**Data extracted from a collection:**

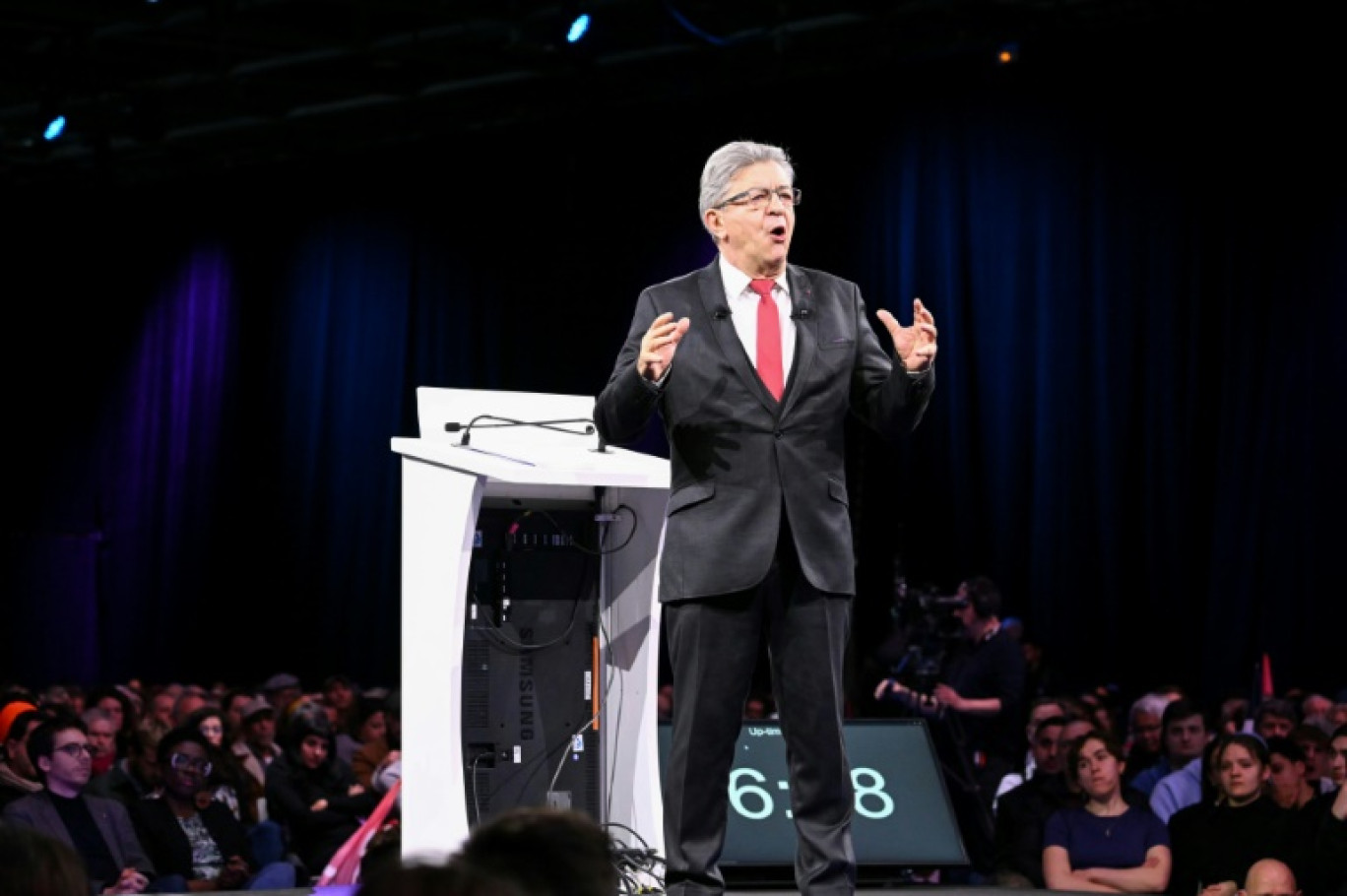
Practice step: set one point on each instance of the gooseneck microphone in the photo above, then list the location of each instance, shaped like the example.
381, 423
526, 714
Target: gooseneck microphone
489, 422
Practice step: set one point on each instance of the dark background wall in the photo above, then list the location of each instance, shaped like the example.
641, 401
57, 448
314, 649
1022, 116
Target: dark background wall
1133, 247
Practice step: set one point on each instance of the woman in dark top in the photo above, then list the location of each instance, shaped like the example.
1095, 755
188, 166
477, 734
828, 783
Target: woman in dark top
1214, 844
1106, 845
311, 793
198, 840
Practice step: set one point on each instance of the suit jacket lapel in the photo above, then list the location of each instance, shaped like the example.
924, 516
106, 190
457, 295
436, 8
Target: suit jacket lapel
713, 299
110, 836
48, 821
805, 337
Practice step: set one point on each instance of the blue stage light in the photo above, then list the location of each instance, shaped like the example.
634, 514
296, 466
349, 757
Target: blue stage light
578, 28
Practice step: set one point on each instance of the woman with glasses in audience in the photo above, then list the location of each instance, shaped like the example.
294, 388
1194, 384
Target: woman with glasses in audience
200, 840
1106, 845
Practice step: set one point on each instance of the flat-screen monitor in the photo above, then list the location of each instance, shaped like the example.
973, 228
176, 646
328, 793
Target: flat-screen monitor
903, 814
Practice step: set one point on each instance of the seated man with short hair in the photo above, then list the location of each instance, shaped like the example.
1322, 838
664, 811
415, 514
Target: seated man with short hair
98, 829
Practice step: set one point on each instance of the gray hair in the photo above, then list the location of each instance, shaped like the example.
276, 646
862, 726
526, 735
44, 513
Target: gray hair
729, 160
1150, 704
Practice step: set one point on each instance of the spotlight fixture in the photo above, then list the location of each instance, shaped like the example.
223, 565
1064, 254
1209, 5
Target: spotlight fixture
54, 128
579, 28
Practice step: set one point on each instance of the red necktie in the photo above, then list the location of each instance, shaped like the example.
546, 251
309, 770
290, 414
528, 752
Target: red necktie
769, 339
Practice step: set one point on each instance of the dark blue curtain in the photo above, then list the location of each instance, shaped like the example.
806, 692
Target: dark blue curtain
1138, 275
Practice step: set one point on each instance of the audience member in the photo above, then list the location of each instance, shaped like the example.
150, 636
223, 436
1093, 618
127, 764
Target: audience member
98, 829
1022, 811
1315, 708
313, 794
341, 697
1144, 728
1185, 732
373, 755
256, 748
1108, 844
282, 690
18, 776
1274, 717
1288, 782
226, 782
191, 698
120, 708
233, 704
1338, 756
1269, 877
136, 774
1234, 716
200, 840
1193, 783
537, 852
36, 864
366, 721
1314, 742
102, 738
1216, 844
1040, 709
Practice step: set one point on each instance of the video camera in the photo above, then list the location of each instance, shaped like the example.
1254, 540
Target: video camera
925, 631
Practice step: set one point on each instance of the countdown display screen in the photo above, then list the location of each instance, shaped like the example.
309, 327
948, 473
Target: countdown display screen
903, 814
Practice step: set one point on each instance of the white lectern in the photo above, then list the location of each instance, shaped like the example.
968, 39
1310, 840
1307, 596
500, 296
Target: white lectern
523, 446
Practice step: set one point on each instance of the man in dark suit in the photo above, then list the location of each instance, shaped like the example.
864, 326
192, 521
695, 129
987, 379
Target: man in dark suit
757, 537
98, 829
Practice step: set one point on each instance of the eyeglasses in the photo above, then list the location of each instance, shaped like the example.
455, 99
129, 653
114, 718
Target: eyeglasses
757, 198
74, 750
186, 763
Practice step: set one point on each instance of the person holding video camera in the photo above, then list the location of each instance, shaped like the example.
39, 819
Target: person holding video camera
978, 702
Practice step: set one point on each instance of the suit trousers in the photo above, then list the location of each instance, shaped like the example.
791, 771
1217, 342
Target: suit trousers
713, 646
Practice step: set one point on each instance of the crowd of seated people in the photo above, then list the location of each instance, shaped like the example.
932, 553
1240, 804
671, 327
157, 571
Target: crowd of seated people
176, 787
1211, 803
1152, 796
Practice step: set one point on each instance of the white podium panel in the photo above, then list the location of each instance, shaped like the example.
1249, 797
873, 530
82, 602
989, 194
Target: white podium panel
523, 448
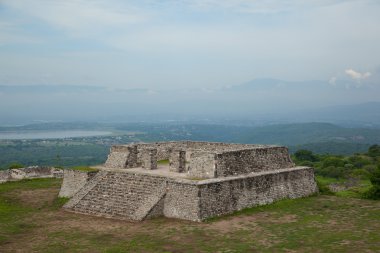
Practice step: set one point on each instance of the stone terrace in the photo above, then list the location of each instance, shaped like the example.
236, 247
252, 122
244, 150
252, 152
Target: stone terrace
201, 180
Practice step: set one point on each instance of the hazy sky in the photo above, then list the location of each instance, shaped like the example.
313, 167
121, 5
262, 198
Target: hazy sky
183, 44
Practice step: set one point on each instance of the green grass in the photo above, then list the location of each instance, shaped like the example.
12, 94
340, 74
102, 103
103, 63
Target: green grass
13, 212
84, 169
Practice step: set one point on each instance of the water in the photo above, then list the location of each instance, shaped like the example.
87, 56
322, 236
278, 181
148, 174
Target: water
22, 135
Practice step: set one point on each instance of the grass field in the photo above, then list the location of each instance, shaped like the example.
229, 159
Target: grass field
31, 220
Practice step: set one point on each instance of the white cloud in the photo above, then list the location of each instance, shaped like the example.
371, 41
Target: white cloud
79, 17
357, 75
332, 80
259, 7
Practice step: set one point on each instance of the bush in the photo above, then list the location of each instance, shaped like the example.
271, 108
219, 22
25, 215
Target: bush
374, 151
305, 155
323, 187
374, 191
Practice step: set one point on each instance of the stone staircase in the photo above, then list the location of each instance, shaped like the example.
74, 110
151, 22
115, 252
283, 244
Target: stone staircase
120, 195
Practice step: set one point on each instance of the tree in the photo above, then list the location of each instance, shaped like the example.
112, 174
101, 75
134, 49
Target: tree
305, 155
374, 192
374, 150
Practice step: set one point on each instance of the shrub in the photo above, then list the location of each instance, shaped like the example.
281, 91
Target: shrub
305, 155
374, 191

**Task prompt:** Exactly the lines from the one holding "Practice step: set one point on each instance of the shrub" through the end of the data are to be repeated, with both ends included.

**Answer section:**
Practice step: set one point on each instance of the shrub in the photo above, then list the location of each instance, shaped like the example.
281, 91
Target: shrub
305, 155
374, 191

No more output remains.